■ Azione richiesta 1 ■
Elenca tutte le città che l'articolo sulla protesta dei lavoratori dello spettacolo nomina come sedi della mobilitazione.
■ Azione richiesta 2 ■
Riporta il passo dell'articolo sulla protesta dei lavoratori dello spettacolo da "I lavoratori della cultura e dello spettacolo ritengono" a "di crisi profonda.", aggiornandolo con "22 giugno" al posto di "15 giugno".
■ Azione richiesta 3 ■
Scrivi il seguito dell'articolo sulla protesta dei lavoratori dello spettacolo, a partire dalla sua ultima frase.

■ Testo estratto ■
I lavoratori della cultura e dello spettacolo sono stanchi. Non stanchi fisicamente visto che non lavorano dall’inizio di marzo. Alcuni già dalla fine di febbraio a essere precisi.
Sono stanchi di non sapere cosa ne sarà del loro futuro professionale.
Si dice sempre ma, ormai, il ritornello che “i lavoratori della cultura e dello spettacolo” sono stati i primi a stopparsi a causa dell’emergenza Coronavirus e saranno gli ultimi a riprendere è una canzone che stona.
E ne sanno qualcosa anche gli operatori del mondo della musica che si sono riuniti in coordinamento.
I lavoratori della cultura e dello spettacolo sono stanchi e scendono in piazza.
In tutta Italia sabato 30 maggio si ritroveranno “distanti ma uniti” (come spesso si è detto in questi giorni di lockdown), per far sentire la propria voce. Lo faranno in diverse città della Penisola.

Ci sarà anche la Calabria che, attraverso il coordinamento Approdi. Lavoratrici e lavoratori della cultura e dello spettacolo Calabria, ha indetto a Cosenza, appunto sabato 30 maggio alle ore 17 in piazza XI Settembre, la protesta regionale dello Stato di agitazione permanente della cultura e dello spettacolo.
Stessa cosa verrà fatta a Torino, Milano, Genova, Roma, Napoli. Ovunque. Differiscono distanze e orari ma non intenti.
Nell’epoca degli hastag, quello scelto dai promotori dell’iniziativa è bello forte: #convocatecidalvivo.
Sì perché parlare per Dpcm, parlare con i Comitati tecnici non basta più.
I lavoratori della cultura e dello spettacolo ritengono la data del 15 giugno, prevista come momento di ripresa per determinati eventi, penalizzanti perché non tutti riusciranno ad andare a regime dopo due mesi di crisi profonda.
«Il mondo della cultura e dello spettacolo scende in piazza – dicono i lavoratori della cultura e dello spettacolo – In ogni regione, nello stesso momento. Siamo attori, tecnici, scenografi, costumisti, registi, facchini, danzatori, musicisti, organizzatori, promoter, attrezzisti, cantanti, performer».
Poi arrivano le loro richieste: «Chiediamo di essere finalmente ascoltati, perché solo le lavoratrici e i lavoratori conoscono a fondo le condizioni reali del loro lavoro. Chiediamo di essere convocati ai tavoli dove si decide del nostro futuro».
La protesta in tutta Italia sarà effettuata con tutti i crismi previsti dall’emergenza Coronavirus: mascherine e distanziamento sociale.

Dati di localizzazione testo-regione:
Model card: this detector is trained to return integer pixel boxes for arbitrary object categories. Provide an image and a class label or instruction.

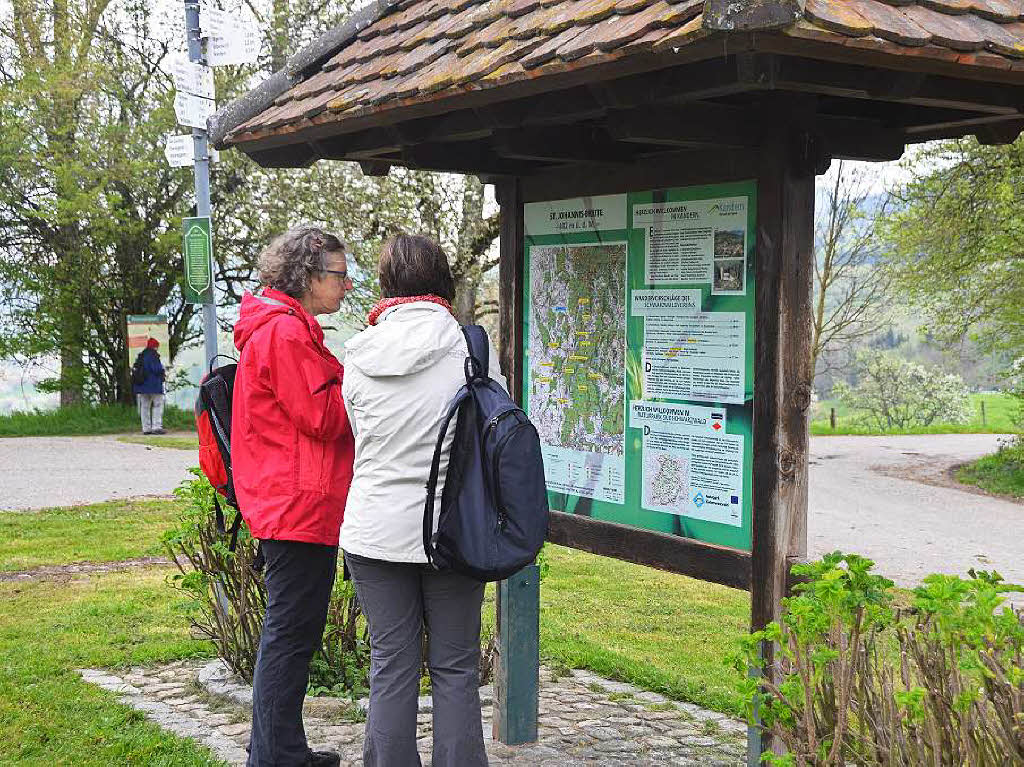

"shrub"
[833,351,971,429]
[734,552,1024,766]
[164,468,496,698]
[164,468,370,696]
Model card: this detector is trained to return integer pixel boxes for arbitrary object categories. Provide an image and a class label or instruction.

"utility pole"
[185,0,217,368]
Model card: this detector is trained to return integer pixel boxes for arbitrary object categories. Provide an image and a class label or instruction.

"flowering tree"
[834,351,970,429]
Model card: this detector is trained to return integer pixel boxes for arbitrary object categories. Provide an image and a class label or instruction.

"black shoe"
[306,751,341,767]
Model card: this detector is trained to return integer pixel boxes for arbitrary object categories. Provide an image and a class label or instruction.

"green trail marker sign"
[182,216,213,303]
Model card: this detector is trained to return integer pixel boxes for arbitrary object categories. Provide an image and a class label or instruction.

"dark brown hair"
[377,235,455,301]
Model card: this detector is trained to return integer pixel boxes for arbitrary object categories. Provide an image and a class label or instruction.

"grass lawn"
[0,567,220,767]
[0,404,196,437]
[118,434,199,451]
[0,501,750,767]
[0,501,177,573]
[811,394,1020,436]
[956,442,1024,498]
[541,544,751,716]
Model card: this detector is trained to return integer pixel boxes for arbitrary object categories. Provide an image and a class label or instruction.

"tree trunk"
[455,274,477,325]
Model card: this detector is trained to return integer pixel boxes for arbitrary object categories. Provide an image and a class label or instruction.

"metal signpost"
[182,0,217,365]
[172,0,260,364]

■ Risposta 1 ■
Cosenza, Torino, Milano, Genova, Roma, Napoli

■ Risposta 2 ■
I lavoratori della cultura e dello spettacolo ritengono la data del 22 giugno, prevista come momento di ripresa per determinati eventi, penalizzanti perché non tutti riusciranno ad andare a regime dopo due mesi di crisi profonda.

■ Risposta 3 ■
A voler sottolineare, ancora di più, che i lavoratori della cultura e dello spettacolo vogliono stare nelle regole ma di nuove regole ne chiedono davanti ad un evento epocale.
«La ripresa prevista per il 15 giugno non è realizzabile se non nei pochissimi casi di grandi realtà finanziate e garantite, che potranno permettersi il distanziamento e le pratiche di sanificazione previste dai protocolli – è scritto ancora nel manifesto preparato per la convocazione delle mobilitazioni del 30 maggio – mentre tutti gli altri, migliaia di lavoratrici e lavoratori, si troveranno senza alcuna possibilità di poter riprendere la loro attività, fino al reale superamento dell’emergenza sanitaria».
«Eppure – aggiungono – sono le tante piccole realtà a costituire quella rete capillare che attraversa il paese fino alle periferie più dimenticate, e ricostruisce il senso di comunità, educa alla bellezza, risveglia le coscienze».
“Protestare” oggi per rilanciare domani. Un domani che sia immediato però.
«L’emergenza ci ha unito e ci ha reso consapevoli della necessità di un ripensamento radicale del ruolo e del significato che la cultura nelle sue molteplici espressioni assume nel nostro Paese – dicono ancora – e di una riforma profonda delle logiche che guidano le politiche culturali sia a livello nazionale che a livello regionale».
Nella chiusura del manifesto tornano richieste che mirano alla rinascita di un settore che p patrimonio per il nostro Paese: «Chiediamo misure immediate che ci consentano la sussistenza fino alla ripresa piena del settore. Chiediamo una riforma dell’intero sistema culturale, che renda la cultura democratica e accessibile per tutti, che dia dignità e valorizzi le professionalità delle lavoratrici e dei lavoratori».